* Exercise: Your answer should be the lines of the material that include the word "stop".

* Provided data:

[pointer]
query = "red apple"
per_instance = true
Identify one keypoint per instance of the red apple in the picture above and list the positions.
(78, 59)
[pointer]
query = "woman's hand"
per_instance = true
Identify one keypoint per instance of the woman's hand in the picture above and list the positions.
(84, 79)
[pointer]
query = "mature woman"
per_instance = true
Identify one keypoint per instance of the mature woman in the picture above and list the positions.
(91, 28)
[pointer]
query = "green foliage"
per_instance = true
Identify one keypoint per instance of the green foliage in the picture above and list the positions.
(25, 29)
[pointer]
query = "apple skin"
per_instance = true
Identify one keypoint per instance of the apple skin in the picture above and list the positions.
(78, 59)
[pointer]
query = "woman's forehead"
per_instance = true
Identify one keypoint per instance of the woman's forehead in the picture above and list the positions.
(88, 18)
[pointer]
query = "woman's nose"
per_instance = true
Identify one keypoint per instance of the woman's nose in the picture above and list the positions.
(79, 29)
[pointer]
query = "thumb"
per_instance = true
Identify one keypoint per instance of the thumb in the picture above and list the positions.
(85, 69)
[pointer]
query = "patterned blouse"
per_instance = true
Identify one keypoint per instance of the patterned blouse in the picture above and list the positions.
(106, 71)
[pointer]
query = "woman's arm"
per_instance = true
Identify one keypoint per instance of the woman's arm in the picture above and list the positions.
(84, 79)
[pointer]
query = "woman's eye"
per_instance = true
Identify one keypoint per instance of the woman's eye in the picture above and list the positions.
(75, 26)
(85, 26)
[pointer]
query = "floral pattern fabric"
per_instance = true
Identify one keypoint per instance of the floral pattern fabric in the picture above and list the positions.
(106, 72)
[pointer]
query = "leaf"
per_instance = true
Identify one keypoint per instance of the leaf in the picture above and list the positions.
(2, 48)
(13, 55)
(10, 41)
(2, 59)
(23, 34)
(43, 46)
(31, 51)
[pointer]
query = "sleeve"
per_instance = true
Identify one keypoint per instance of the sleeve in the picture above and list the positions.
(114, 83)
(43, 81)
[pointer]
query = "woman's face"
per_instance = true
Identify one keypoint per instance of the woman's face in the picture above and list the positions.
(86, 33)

* * *

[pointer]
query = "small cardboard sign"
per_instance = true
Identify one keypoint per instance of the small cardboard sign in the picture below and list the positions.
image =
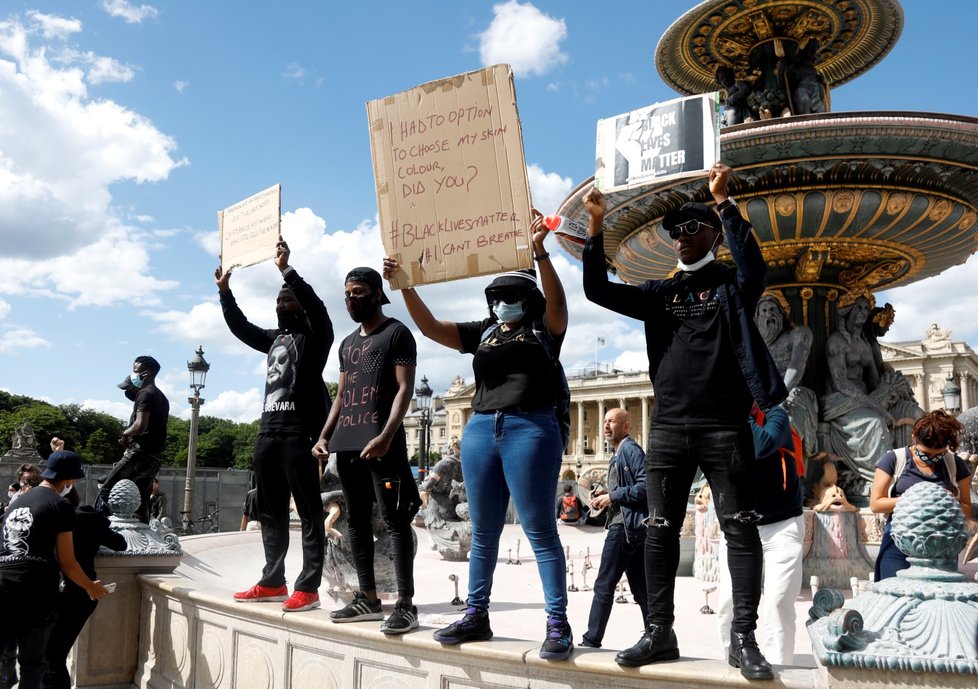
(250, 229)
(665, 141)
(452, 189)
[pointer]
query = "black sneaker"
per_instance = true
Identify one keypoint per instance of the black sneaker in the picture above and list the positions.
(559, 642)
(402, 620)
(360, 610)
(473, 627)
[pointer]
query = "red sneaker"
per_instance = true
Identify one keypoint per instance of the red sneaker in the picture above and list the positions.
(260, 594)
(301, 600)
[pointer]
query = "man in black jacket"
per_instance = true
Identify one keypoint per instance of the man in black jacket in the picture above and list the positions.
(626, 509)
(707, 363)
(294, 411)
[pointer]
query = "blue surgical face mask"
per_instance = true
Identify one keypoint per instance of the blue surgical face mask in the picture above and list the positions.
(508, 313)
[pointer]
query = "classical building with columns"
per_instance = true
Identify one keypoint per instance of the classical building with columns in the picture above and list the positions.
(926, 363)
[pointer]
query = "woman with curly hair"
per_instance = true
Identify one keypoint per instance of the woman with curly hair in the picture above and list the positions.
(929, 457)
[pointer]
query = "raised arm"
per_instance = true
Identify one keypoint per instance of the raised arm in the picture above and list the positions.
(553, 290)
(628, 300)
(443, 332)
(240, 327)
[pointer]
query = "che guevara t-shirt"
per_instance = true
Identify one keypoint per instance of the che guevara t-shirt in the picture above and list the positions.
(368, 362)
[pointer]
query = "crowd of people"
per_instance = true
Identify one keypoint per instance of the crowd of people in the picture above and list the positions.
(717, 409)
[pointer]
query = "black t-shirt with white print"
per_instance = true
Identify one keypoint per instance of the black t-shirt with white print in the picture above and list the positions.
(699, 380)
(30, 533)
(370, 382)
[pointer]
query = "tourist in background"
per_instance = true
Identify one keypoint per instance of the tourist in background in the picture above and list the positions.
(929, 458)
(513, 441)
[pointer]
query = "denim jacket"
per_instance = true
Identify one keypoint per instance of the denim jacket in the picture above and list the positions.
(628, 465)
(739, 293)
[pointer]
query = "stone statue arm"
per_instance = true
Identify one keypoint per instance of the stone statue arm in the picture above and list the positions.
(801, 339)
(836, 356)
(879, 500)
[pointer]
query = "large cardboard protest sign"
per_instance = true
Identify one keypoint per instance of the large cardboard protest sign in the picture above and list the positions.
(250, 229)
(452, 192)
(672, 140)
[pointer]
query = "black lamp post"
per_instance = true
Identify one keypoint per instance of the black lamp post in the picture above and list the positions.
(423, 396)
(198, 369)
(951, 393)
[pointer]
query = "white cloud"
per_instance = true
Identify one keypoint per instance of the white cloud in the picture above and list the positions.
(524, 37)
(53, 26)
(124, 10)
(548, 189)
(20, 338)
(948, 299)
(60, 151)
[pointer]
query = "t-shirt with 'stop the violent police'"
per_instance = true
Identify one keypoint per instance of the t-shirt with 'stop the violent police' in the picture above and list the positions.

---

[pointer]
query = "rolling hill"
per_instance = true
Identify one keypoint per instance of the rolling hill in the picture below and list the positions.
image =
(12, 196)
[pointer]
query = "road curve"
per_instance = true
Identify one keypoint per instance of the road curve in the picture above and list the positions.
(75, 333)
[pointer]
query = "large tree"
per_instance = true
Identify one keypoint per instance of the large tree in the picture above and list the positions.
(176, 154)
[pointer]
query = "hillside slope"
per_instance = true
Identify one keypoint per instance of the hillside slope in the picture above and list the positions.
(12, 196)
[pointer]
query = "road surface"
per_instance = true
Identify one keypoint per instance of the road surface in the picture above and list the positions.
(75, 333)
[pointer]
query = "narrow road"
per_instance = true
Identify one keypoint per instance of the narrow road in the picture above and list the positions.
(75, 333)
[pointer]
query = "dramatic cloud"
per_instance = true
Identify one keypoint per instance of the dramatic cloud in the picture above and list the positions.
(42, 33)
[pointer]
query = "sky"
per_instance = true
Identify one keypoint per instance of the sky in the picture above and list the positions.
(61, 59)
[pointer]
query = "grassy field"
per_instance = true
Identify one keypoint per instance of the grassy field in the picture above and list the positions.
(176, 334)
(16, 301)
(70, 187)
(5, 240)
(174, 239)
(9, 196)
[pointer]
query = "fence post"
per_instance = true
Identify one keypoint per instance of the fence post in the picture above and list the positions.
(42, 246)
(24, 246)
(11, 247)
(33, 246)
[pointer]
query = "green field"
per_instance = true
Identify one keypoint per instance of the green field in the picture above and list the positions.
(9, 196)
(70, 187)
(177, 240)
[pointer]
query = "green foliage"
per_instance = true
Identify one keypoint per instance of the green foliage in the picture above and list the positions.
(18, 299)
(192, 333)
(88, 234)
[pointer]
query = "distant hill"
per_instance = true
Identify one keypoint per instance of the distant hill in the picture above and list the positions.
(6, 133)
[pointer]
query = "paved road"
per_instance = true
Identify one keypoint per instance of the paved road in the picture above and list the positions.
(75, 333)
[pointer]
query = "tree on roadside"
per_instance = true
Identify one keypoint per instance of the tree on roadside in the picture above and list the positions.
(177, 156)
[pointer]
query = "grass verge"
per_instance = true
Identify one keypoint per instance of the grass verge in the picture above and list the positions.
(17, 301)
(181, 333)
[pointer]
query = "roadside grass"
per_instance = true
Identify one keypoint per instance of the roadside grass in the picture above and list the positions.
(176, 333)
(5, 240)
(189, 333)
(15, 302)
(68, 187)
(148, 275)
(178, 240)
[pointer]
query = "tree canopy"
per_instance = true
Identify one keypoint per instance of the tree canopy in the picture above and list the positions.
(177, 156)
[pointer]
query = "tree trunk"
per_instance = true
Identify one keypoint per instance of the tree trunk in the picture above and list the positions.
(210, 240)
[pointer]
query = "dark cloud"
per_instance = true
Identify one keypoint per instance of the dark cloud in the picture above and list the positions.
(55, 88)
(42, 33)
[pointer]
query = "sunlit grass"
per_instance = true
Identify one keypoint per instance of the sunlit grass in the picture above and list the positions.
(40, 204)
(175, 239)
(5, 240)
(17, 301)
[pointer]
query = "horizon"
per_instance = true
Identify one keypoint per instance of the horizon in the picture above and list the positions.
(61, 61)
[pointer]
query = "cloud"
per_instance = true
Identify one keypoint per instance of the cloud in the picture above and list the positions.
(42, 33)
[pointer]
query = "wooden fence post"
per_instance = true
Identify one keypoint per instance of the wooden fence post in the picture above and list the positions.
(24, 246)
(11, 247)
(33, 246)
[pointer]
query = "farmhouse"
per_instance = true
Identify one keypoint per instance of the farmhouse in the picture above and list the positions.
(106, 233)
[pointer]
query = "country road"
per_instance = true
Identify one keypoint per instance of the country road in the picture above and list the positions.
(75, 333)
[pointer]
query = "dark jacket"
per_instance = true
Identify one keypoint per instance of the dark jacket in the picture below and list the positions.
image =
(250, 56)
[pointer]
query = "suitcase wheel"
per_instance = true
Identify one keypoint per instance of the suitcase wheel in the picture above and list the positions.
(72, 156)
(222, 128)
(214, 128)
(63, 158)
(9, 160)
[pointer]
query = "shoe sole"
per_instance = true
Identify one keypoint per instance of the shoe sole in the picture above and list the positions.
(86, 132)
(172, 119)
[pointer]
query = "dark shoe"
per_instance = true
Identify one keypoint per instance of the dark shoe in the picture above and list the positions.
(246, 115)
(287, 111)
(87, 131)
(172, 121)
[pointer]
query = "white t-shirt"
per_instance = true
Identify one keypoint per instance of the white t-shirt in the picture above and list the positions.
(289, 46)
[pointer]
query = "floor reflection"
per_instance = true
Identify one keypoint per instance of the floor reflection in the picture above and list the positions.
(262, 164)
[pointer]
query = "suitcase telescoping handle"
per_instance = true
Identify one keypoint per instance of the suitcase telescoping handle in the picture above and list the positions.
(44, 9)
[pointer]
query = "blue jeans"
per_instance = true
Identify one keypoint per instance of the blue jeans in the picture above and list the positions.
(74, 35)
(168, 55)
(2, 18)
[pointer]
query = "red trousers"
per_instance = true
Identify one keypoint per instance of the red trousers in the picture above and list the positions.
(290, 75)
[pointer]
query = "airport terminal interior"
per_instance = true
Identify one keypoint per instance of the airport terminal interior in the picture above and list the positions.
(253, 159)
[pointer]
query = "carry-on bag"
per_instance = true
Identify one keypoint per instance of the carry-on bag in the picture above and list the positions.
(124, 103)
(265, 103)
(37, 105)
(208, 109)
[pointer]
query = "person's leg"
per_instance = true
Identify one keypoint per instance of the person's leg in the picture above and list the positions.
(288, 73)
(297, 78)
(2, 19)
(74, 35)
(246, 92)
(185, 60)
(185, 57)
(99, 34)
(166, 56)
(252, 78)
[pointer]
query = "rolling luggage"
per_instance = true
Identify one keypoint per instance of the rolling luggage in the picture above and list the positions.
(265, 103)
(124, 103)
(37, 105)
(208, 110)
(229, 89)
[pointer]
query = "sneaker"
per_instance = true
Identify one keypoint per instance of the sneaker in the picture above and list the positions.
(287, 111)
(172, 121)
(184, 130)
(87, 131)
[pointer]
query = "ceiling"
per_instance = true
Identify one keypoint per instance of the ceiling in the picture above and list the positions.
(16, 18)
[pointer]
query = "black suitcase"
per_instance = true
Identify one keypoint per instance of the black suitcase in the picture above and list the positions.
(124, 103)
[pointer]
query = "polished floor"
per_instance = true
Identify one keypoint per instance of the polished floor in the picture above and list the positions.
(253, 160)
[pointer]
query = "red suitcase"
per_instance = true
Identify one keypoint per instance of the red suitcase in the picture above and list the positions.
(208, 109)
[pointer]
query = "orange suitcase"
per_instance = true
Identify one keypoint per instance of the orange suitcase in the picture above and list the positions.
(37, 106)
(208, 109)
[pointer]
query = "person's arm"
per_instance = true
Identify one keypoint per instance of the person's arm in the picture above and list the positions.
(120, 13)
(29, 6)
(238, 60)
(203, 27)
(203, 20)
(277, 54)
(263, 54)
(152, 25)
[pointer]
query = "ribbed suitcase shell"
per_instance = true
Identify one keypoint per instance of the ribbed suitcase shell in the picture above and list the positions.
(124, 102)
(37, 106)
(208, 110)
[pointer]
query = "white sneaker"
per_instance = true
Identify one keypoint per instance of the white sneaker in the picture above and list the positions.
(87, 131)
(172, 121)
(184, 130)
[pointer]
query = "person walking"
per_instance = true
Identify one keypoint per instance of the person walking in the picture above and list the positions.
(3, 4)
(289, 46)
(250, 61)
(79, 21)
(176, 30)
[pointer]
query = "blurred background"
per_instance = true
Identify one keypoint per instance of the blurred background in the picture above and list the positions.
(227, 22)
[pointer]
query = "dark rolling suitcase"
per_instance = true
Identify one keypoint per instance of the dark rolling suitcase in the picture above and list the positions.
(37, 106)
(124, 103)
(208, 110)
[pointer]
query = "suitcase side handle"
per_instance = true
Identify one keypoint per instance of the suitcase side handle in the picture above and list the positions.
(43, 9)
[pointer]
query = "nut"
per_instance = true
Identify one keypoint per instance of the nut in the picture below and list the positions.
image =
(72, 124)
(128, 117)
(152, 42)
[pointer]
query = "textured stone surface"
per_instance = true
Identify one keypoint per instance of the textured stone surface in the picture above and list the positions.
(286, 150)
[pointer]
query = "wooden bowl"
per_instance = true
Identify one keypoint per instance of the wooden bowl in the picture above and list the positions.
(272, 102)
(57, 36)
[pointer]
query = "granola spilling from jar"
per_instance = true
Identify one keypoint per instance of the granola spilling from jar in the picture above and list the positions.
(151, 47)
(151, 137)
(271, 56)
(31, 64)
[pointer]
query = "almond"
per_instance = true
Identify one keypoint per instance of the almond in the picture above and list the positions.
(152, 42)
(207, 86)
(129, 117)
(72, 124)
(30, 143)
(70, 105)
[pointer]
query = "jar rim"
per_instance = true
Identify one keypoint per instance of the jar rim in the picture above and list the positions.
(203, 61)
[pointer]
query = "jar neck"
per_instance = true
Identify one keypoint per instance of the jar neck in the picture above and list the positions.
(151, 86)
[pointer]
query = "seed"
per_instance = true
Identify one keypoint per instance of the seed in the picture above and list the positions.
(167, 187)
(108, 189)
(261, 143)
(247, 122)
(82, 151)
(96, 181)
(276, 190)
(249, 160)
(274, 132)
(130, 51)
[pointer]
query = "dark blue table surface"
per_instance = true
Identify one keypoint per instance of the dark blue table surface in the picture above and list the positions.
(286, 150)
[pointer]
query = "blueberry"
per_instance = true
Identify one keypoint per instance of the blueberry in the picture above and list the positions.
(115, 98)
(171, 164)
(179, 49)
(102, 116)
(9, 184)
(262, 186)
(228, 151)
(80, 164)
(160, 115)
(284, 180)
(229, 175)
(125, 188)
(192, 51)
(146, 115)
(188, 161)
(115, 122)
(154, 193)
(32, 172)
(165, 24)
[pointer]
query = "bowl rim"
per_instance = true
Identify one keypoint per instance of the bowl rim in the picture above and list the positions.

* Result below:
query = "t-shirt with 'stop the violent police'"
Identify one keypoint per instance of the t-shirt with 'stop the violent police' in the picture above and list the positions.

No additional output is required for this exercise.